Rewrite every line of the items below as a Markdown table with two columns, Entry for the row number and Content for the line itself, leaving out blank lines. Omit the pictures from the table.

— Start Provided data —

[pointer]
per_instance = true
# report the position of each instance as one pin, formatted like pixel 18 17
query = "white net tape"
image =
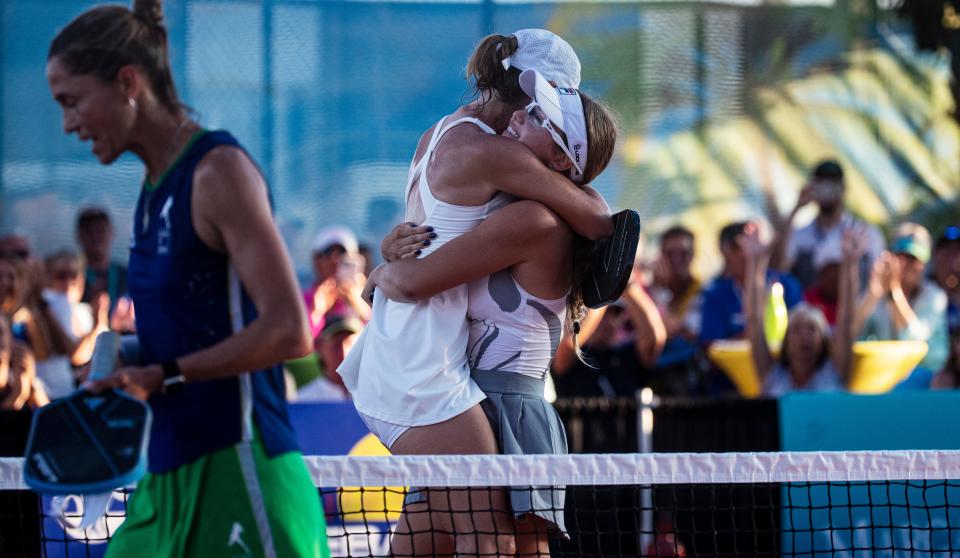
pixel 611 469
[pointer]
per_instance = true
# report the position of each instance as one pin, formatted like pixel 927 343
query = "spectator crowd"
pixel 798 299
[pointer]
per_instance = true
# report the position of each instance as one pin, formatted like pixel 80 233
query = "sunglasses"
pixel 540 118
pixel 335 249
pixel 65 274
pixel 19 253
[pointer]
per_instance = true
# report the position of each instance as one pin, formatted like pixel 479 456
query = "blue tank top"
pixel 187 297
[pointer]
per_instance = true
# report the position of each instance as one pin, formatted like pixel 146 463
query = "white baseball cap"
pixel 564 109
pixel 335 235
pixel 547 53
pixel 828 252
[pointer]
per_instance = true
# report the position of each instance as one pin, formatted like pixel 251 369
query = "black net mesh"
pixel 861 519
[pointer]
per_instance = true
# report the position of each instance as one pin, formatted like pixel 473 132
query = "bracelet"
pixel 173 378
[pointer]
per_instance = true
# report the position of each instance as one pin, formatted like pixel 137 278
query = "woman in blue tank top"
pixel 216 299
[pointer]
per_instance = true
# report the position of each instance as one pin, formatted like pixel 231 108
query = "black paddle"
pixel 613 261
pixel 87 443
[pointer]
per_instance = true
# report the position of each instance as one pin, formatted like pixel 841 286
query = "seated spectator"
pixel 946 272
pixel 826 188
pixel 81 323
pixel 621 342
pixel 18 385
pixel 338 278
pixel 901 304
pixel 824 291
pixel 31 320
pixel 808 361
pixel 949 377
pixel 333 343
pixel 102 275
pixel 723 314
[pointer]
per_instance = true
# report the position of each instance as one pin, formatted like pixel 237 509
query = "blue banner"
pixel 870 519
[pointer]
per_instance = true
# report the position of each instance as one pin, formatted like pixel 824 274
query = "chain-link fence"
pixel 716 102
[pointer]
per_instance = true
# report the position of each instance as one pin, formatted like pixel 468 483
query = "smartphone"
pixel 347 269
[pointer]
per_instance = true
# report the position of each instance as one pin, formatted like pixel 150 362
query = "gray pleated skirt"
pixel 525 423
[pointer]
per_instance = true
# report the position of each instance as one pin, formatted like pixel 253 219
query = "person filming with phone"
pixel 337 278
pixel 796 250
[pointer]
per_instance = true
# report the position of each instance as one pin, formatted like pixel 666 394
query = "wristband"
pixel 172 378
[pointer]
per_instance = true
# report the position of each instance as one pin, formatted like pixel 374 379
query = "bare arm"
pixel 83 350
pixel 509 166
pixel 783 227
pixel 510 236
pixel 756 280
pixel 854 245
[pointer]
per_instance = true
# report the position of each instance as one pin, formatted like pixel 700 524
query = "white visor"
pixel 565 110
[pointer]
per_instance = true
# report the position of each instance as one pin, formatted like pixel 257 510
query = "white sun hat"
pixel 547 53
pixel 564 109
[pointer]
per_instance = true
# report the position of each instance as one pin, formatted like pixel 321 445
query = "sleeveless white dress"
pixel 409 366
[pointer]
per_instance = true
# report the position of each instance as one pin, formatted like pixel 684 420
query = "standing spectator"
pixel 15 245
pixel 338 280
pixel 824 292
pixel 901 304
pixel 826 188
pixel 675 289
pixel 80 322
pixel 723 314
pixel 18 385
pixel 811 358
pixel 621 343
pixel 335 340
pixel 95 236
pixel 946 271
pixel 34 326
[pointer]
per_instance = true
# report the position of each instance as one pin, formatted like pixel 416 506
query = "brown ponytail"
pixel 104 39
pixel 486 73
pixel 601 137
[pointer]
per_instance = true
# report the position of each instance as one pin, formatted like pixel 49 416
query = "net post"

— End Provided data —

→ **Answer to this task**
| Entry | Content |
|---|---|
| 1 | [pointer] |
| 2 | per_instance = true |
| 3 | # report the position of each instance as one pin, formatted like pixel 18 17 |
| 4 | query = "white net tape" |
| 5 | image = |
| 6 | pixel 611 469 |
| 7 | [pointer] |
| 8 | per_instance = true |
| 9 | # report the position of each instance as one pin, formatted like pixel 927 343 |
| 10 | query = "spectator crowd" |
| 11 | pixel 798 299 |
| 12 | [pointer] |
| 13 | per_instance = true |
| 14 | # report the position of each instance as one pin, formatted like pixel 80 233 |
| 15 | query = "sunglasses" |
| 16 | pixel 540 118 |
| 17 | pixel 335 249 |
| 18 | pixel 65 274 |
| 19 | pixel 19 253 |
| 20 | [pointer] |
| 21 | per_instance = true |
| 22 | # report the position of each instance as one pin, formatted like pixel 479 456 |
| 23 | query = "blue tank top" |
| 24 | pixel 187 297 |
| 25 | [pointer] |
| 26 | per_instance = true |
| 27 | # report the position of each instance as one pin, formatted like pixel 146 463 |
| 28 | query = "white baseball cap" |
| 29 | pixel 564 109 |
| 30 | pixel 335 235 |
| 31 | pixel 547 53 |
| 32 | pixel 828 252 |
| 33 | [pointer] |
| 34 | per_instance = true |
| 35 | # report the position of each instance as one pin, formatted like pixel 251 369 |
| 36 | query = "black net mesh" |
| 37 | pixel 861 519 |
| 38 | [pointer] |
| 39 | per_instance = true |
| 40 | # report the position of each instance as one pin, formatted like pixel 473 132 |
| 41 | query = "bracelet" |
| 42 | pixel 173 378 |
| 43 | [pointer] |
| 44 | per_instance = true |
| 45 | # report the position of each instance as one pin, formatted like pixel 137 278 |
| 46 | query = "woman in blue tank top" |
| 47 | pixel 216 299 |
| 48 | [pointer] |
| 49 | per_instance = true |
| 50 | # report the position of each instance as one pin, formatted like pixel 231 108 |
| 51 | query = "black paddle" |
| 52 | pixel 613 261 |
| 53 | pixel 87 443 |
| 54 | [pointer] |
| 55 | per_instance = true |
| 56 | # report the position of each instance as one pin, formatted like pixel 841 286 |
| 57 | query = "seated spectator" |
| 58 | pixel 946 272 |
| 59 | pixel 826 188 |
| 60 | pixel 81 323 |
| 61 | pixel 621 342 |
| 62 | pixel 18 385 |
| 63 | pixel 338 278 |
| 64 | pixel 901 304 |
| 65 | pixel 824 291 |
| 66 | pixel 31 320 |
| 67 | pixel 808 361 |
| 68 | pixel 949 377 |
| 69 | pixel 333 343 |
| 70 | pixel 102 275 |
| 71 | pixel 723 314 |
| 72 | [pointer] |
| 73 | per_instance = true |
| 74 | # report the position of each instance as one pin, formatted like pixel 237 509 |
| 75 | query = "blue banner" |
| 76 | pixel 870 519 |
| 77 | [pointer] |
| 78 | per_instance = true |
| 79 | # report the position of each instance as one pin, formatted like pixel 824 274 |
| 80 | query = "chain-link fence" |
| 81 | pixel 716 102 |
| 82 | [pointer] |
| 83 | per_instance = true |
| 84 | # report the position of each instance as one pin, formatted like pixel 468 483 |
| 85 | query = "smartphone" |
| 86 | pixel 347 269 |
| 87 | [pointer] |
| 88 | per_instance = true |
| 89 | # report the position of each instance as one pin, formatted like pixel 150 362 |
| 90 | query = "gray pleated skirt" |
| 91 | pixel 525 423 |
| 92 | [pointer] |
| 93 | per_instance = true |
| 94 | # report the position of each instance as one pin, formatted like pixel 253 219 |
| 95 | query = "person filming with phone" |
| 96 | pixel 337 278 |
| 97 | pixel 796 250 |
| 98 | [pointer] |
| 99 | per_instance = true |
| 100 | # report the position of each instance as one pin, formatted like pixel 666 394 |
| 101 | query = "wristband" |
| 102 | pixel 172 378 |
| 103 | [pointer] |
| 104 | per_instance = true |
| 105 | # report the position of each instance as one pin, formatted like pixel 374 379 |
| 106 | query = "bare arm" |
| 107 | pixel 83 350 |
| 108 | pixel 509 166 |
| 109 | pixel 783 227 |
| 110 | pixel 510 236 |
| 111 | pixel 756 280 |
| 112 | pixel 854 245 |
| 113 | [pointer] |
| 114 | per_instance = true |
| 115 | # report the position of each instance as one pin, formatted like pixel 700 524 |
| 116 | query = "white visor" |
| 117 | pixel 565 110 |
| 118 | [pointer] |
| 119 | per_instance = true |
| 120 | # report the position of each instance as one pin, formatted like pixel 257 510 |
| 121 | query = "white sun hat" |
| 122 | pixel 547 53 |
| 123 | pixel 564 109 |
| 124 | [pointer] |
| 125 | per_instance = true |
| 126 | # report the position of each instance as one pin, formatted like pixel 321 445 |
| 127 | query = "sleeveless white dress" |
| 128 | pixel 409 366 |
| 129 | [pointer] |
| 130 | per_instance = true |
| 131 | # report the position of each instance as one pin, formatted like pixel 684 420 |
| 132 | query = "standing spectator" |
| 133 | pixel 15 245 |
| 134 | pixel 338 280 |
| 135 | pixel 824 292 |
| 136 | pixel 901 304 |
| 137 | pixel 826 188 |
| 138 | pixel 675 289 |
| 139 | pixel 80 322 |
| 140 | pixel 723 314 |
| 141 | pixel 18 385 |
| 142 | pixel 811 358 |
| 143 | pixel 621 343 |
| 144 | pixel 335 340 |
| 145 | pixel 95 236 |
| 146 | pixel 946 271 |
| 147 | pixel 34 326 |
| 148 | [pointer] |
| 149 | per_instance = true |
| 150 | # report the position of each instance as one pin, formatted like pixel 416 506 |
| 151 | query = "brown ponytail" |
| 152 | pixel 104 39 |
| 153 | pixel 486 73 |
| 154 | pixel 601 137 |
| 155 | [pointer] |
| 156 | per_instance = true |
| 157 | # report the position of each instance as one pin, formatted like pixel 49 416 |
| 158 | query = "net post" |